Extracted text
Re: Artemis 2.30 cluster split brain due to sudden credit consumption

Justin Bertram Fri, 25 Aug 2023 21:08:37 -0700

> We don't have HA enabled.

In ActiveMQ Artemis the idea of "split-brain" [1] is predicated on an HA
configuration. In short, it's what we call what happens when both a primary
and backup server are active at the same time serving the same messages to
clients. Given that you're not using HA then "split-brain" doesn't seem to
apply here.


What specifically do you mean when you use the term "split-brain"? Are you
talking about the situation where 2 active nodes in the cluster are not
communicating properly?

> We configured it using JGroups with TCP because it's not possible to do
IP multicast across AZs in AWS.

Why not just use the "static" connector configuration offered via the
normal configuration? Typically folks who configure JGroups use something
more exotic for cloud-based use-cases like S3_PING [2] or KUBE_PING [3].

> ...we didn't expect our load (600 msg/sec) to be enough to justify
investing in this kind of broker affiliation.

Fair enough. I brought up the connection router because many folks seem to
be under the impression that clustering is just a silver bullet for more
performance without understanding the underlying implications of clustering.

> What we did NOT expect is this kind of "wedged" behavior in which Artemis
finds itself and is not able to recover until we physically kill the
instance that is accumulating messages.

That's certainly problematic and not something I would expect either.
Occasional administrative restarts seems like a viable short-term
work-around, but the goal would be to identify the root cause of the
problem so it can either be addressed via configuration or code (i.e. a bug
fix). At this point I can't say what the root cause is.

You said that you tried using -1 as the producer-window-size on the
cluster-connection and that it caused even more problems. What were those
problems? Did you try any other values greater than the default (i.e.
1048576 - 1MiB)? If not, could you?

How long has this deployment been running before you saw this issue? Has
anything changed recently? Version 2.30.0 was only recently released. Did
you use another version previously? If so, did you see this problem in the
previous version?

Dataset entries
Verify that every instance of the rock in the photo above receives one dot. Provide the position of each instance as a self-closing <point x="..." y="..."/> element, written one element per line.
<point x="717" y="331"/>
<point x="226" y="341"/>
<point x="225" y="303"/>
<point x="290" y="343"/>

Written tasks
1. List each question the Artemis cluster reply asks in its last paragraph, the one starting "How long has this deployment been running".
2. According to the Artemis cluster reply, what is the default producer-window-size?
3. Carry on writing the Artemis cluster reply from its final sentence.
None of the material is needed here.

Task responses
1.
1. How long has this deployment been running before you saw this issue?
2. Has anything changed recently?
3. Did you use another version previously?
4. If so, did you see this problem in the previous version?

2. 1048576, which is 1 MiB.

3.
How large are the messages that you are sending?

Instead of restarting the entire broker have you tried stopping and
starting the cluster connection via the management API? If so, what
happened? If not, could you?

When you attempt to reproduce the issue do you still see the
"releaseOutstanding" log message at some point? In your reproducer
environment have you tried lowering the producer-window-size as a way to
potentially make the error more likely?

> ...we could just abandon the entire concept of multi-pod Artemis
configuration and just have one and tolerate it going down once in a
while...

Generally speaking I think this is a viable strategy and one I recommend to
folks often (which goes back to the fact that lots of folks deploy a
cluster without any real need). You could potentially configure HA to
mitigate the risk of the broker going down, although that has caveats of
its own.


Justin

[1]
https://activemq.apache.org/components/artemis/documentation/latest/network-isolation.html
[2] http://www.jgroups.org/javadoc/org/jgroups/protocols/S3_PING.html
[3] http://www.jgroups.org/manual5/index.html#_kube_ping

On Fri, Aug 25, 2023 at 2:22 PM Stefano Mazzocchi <
stefano.mazzoc...@gmail.com> wrote:

> Hi Justin, thx for your response!
>
> Find my answers inline below.
>
> On Thu, Aug 24, 2023 at 8:43 PM Justin Bertram <jbert...@apache.org>
> wrote:
>
> > Couple of questions:
> >
> >  - What high availability configuration are you using and at what point
> > does split brain occur?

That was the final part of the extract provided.